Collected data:
---+---
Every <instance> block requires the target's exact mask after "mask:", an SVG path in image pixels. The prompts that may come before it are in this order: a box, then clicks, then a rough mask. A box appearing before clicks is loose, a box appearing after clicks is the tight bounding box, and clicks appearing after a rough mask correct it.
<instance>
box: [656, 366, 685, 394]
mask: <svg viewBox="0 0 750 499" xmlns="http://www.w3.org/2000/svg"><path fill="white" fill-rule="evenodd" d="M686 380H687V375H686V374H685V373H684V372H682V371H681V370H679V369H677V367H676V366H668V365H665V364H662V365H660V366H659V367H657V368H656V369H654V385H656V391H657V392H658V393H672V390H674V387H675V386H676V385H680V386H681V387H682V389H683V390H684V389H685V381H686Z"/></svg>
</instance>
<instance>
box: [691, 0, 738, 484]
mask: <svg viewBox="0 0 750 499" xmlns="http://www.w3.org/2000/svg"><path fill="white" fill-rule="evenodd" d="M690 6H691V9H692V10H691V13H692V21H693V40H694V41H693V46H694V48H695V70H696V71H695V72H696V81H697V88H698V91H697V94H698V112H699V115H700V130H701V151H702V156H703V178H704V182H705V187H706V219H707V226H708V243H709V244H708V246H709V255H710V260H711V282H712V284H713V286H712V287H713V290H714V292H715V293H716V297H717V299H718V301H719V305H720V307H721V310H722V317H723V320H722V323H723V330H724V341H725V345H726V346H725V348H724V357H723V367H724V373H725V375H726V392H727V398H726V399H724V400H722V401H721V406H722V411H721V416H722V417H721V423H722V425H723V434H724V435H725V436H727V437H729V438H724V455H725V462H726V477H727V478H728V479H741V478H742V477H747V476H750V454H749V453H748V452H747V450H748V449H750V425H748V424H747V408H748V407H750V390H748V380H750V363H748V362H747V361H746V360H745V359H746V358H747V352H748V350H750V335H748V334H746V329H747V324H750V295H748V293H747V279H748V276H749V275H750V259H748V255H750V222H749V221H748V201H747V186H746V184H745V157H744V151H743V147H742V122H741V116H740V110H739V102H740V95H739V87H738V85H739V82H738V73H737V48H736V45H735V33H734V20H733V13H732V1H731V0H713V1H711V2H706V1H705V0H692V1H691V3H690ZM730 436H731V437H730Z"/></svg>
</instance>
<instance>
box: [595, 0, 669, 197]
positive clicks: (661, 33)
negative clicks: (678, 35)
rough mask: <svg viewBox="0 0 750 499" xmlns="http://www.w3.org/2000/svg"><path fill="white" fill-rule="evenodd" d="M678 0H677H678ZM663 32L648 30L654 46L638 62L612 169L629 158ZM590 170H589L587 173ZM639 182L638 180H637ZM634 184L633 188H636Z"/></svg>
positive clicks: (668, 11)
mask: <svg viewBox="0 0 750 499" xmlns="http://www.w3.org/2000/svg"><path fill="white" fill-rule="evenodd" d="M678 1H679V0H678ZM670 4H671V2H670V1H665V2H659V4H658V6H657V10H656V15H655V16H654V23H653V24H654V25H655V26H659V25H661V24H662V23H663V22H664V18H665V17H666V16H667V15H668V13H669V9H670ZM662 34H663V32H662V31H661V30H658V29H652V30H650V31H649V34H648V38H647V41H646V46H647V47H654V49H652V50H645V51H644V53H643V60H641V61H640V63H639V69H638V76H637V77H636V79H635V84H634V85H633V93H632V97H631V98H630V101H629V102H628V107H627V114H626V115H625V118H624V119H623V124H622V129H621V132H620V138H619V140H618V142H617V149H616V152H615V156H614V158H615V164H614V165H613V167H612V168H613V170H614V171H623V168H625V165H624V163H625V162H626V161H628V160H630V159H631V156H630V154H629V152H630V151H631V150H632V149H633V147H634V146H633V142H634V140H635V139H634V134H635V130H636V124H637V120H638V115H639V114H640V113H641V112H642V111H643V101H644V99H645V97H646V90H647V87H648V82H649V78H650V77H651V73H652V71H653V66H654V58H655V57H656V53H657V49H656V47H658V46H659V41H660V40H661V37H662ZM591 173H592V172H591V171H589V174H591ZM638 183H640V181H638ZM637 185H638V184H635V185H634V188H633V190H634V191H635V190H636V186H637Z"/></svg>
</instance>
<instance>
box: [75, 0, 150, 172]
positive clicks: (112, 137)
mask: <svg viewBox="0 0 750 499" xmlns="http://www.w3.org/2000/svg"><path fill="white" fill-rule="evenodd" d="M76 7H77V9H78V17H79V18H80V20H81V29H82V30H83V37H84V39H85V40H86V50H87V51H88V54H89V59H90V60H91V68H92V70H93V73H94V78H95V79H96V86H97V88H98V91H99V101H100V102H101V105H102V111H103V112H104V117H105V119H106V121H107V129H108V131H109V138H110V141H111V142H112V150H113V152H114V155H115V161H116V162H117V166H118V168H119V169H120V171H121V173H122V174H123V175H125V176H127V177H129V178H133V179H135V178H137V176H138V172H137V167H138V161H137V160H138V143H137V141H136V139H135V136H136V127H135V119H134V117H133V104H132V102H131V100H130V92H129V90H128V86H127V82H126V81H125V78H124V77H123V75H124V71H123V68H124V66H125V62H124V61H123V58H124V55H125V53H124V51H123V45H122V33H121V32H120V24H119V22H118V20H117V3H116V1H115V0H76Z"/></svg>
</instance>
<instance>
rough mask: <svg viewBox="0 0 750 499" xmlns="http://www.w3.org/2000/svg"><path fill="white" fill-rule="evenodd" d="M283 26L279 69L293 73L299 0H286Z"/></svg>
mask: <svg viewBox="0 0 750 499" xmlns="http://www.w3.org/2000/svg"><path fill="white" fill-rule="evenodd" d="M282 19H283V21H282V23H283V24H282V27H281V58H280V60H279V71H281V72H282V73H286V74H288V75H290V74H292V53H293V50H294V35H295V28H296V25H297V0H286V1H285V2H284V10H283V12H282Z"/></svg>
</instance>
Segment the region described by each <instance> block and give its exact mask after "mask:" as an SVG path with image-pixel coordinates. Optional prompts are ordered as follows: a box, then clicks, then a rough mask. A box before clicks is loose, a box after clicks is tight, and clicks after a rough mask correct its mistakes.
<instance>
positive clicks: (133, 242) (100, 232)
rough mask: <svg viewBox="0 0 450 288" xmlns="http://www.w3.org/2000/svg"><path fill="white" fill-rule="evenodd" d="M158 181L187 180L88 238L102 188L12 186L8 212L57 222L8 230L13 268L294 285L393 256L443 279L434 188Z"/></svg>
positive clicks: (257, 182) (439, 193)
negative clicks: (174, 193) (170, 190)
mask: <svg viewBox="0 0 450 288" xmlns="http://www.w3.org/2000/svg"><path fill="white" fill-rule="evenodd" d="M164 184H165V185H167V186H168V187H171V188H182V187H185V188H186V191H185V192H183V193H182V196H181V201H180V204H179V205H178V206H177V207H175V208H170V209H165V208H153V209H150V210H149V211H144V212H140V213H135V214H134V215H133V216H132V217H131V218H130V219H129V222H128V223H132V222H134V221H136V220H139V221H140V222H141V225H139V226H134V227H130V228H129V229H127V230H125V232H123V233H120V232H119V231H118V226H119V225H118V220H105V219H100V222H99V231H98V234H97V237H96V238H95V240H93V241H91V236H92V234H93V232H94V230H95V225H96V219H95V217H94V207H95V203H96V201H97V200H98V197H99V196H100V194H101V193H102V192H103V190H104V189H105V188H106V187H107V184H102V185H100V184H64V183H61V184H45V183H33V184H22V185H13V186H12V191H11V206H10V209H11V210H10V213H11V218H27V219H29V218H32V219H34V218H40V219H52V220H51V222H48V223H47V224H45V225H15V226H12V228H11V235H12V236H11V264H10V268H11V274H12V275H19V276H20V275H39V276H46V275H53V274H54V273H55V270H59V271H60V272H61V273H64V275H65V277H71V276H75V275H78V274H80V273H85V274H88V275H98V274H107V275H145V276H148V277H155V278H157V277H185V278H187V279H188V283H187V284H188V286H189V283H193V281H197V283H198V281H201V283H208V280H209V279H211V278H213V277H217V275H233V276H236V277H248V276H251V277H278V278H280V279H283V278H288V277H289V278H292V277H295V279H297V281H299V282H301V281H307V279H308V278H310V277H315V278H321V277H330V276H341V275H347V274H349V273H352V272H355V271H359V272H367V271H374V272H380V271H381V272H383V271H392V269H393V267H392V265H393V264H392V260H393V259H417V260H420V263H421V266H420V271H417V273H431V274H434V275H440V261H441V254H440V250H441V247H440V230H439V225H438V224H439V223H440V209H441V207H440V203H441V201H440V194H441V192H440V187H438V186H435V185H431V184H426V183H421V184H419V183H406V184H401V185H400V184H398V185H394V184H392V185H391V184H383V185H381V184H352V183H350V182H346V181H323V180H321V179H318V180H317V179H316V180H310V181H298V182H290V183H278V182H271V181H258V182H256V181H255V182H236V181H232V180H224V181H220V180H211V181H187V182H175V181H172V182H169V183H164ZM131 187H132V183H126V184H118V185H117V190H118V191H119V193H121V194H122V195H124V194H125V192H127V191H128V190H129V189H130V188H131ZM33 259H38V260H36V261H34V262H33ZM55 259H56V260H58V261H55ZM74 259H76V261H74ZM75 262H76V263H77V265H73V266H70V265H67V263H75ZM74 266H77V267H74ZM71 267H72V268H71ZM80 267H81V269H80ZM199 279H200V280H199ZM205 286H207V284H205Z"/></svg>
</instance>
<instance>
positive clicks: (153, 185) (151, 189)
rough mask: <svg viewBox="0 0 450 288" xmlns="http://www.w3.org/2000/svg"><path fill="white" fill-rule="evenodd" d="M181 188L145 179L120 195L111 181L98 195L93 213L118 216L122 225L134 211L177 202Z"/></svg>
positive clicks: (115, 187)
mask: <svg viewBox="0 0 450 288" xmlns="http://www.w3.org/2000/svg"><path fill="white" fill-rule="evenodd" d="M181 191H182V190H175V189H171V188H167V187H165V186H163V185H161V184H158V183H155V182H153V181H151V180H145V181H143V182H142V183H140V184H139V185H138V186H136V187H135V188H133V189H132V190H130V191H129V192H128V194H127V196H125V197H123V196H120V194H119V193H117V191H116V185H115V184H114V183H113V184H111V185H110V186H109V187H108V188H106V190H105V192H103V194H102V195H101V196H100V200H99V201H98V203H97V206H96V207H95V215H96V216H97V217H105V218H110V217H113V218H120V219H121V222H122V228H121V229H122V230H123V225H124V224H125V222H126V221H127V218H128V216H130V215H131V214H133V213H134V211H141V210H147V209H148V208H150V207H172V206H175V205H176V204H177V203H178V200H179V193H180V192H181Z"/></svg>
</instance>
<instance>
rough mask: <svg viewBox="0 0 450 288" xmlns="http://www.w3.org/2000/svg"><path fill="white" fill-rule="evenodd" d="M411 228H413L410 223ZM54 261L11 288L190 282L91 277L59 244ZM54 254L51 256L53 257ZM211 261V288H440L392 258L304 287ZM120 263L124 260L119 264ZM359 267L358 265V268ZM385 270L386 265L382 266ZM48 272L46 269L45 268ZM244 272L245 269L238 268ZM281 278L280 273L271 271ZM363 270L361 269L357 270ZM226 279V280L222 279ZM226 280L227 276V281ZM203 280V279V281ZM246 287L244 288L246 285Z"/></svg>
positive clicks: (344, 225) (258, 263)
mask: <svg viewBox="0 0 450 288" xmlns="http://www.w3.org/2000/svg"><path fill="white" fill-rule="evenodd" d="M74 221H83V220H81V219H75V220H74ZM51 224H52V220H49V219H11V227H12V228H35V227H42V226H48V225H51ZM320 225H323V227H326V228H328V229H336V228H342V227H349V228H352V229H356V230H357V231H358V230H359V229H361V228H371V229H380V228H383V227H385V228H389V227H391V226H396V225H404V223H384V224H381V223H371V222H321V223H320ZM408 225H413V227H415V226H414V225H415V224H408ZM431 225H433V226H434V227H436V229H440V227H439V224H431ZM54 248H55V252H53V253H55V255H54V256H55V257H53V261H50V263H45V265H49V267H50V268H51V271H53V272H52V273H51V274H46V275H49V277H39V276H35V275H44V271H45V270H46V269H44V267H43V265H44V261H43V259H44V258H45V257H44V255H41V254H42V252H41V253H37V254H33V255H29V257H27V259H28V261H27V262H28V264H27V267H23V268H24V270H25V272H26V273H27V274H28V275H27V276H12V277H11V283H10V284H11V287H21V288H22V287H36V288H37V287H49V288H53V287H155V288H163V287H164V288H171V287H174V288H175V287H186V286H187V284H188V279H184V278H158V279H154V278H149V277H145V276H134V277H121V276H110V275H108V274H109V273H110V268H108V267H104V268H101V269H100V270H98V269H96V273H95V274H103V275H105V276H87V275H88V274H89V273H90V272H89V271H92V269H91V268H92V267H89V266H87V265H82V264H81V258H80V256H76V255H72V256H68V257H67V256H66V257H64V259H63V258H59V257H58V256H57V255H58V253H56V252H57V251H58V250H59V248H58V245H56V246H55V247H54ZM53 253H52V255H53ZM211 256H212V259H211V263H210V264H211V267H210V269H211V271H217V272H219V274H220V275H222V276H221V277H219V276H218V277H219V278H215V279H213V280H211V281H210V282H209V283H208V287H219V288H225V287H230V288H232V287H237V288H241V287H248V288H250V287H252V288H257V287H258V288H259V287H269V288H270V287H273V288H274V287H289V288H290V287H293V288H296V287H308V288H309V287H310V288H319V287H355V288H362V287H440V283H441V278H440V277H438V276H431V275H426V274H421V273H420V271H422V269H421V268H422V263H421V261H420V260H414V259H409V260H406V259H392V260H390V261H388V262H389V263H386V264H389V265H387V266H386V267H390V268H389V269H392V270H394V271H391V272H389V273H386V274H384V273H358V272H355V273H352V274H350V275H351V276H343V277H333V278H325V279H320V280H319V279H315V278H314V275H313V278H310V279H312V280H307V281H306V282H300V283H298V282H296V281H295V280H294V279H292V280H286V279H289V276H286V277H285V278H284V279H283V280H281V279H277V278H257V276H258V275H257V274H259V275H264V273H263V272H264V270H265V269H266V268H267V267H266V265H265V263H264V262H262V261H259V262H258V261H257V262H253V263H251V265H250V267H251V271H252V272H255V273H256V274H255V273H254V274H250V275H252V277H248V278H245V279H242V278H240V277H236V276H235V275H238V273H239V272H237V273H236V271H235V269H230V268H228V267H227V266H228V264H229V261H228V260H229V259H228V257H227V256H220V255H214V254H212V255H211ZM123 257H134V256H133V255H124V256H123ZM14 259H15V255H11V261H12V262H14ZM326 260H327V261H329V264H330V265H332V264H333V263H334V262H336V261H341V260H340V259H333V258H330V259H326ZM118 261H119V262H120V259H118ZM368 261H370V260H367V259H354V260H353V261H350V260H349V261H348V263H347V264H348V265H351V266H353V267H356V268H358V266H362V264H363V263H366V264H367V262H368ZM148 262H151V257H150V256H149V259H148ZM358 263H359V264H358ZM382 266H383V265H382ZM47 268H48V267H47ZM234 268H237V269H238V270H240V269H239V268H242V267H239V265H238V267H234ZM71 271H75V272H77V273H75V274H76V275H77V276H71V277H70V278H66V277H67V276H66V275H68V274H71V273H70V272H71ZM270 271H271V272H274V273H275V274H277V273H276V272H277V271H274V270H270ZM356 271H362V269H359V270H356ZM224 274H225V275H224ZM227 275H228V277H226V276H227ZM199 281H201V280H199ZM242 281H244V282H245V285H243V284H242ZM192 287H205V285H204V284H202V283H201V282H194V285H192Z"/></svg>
---+---
What you should do: Among the entries above, find the line with "box: [75, 0, 150, 172]" and the line with "positive clicks: (257, 182) (439, 193)"; give again exactly these two lines and all lines between them.

Answer box:
box: [75, 0, 150, 172]
positive clicks: (112, 137)
mask: <svg viewBox="0 0 750 499" xmlns="http://www.w3.org/2000/svg"><path fill="white" fill-rule="evenodd" d="M76 7H77V9H78V17H79V18H80V20H81V29H82V30H83V37H84V39H85V40H86V50H87V51H88V54H89V59H90V60H91V68H92V70H93V73H94V78H95V79H96V86H97V88H98V91H99V101H100V102H101V105H102V111H103V112H104V117H105V119H106V121H107V129H108V131H109V138H110V141H111V142H112V150H113V152H114V155H115V161H116V162H117V166H118V168H119V169H120V171H121V173H122V174H123V175H125V176H127V177H129V178H133V179H135V178H137V176H138V172H137V167H138V161H137V160H138V143H137V141H136V139H135V136H136V127H135V119H134V117H133V104H132V102H131V100H130V92H129V90H128V86H127V82H126V81H125V78H124V77H123V75H124V71H123V68H124V66H125V62H124V61H123V58H124V55H125V53H124V51H123V45H122V33H121V32H120V24H119V22H118V20H117V3H116V1H115V0H76Z"/></svg>
</instance>
<instance>
rough mask: <svg viewBox="0 0 750 499" xmlns="http://www.w3.org/2000/svg"><path fill="white" fill-rule="evenodd" d="M283 26L279 69L293 73L299 0H286Z"/></svg>
mask: <svg viewBox="0 0 750 499" xmlns="http://www.w3.org/2000/svg"><path fill="white" fill-rule="evenodd" d="M282 19H283V21H282V23H283V24H282V27H281V58H280V60H279V71H281V72H282V73H286V74H288V75H290V74H292V53H293V50H294V35H295V28H296V25H297V0H286V1H285V2H284V10H283V12H282Z"/></svg>
</instance>
Segment the region described by each <instance> block and give its exact mask after "mask:" as an SVG path with image-pixel coordinates. Optional prompts are ordered as follows: a box, then clicks, then a rough mask. A box before clicks is loose, a box after clicks is tight, and clicks after a rough mask correct its mistakes.
<instance>
positive clicks: (133, 242) (100, 232)
rough mask: <svg viewBox="0 0 450 288" xmlns="http://www.w3.org/2000/svg"><path fill="white" fill-rule="evenodd" d="M158 181L187 180L88 238L102 188L12 186L8 212L57 222L8 230L13 268L294 285L393 256L443 279L434 188Z"/></svg>
positive clicks: (257, 182) (439, 193)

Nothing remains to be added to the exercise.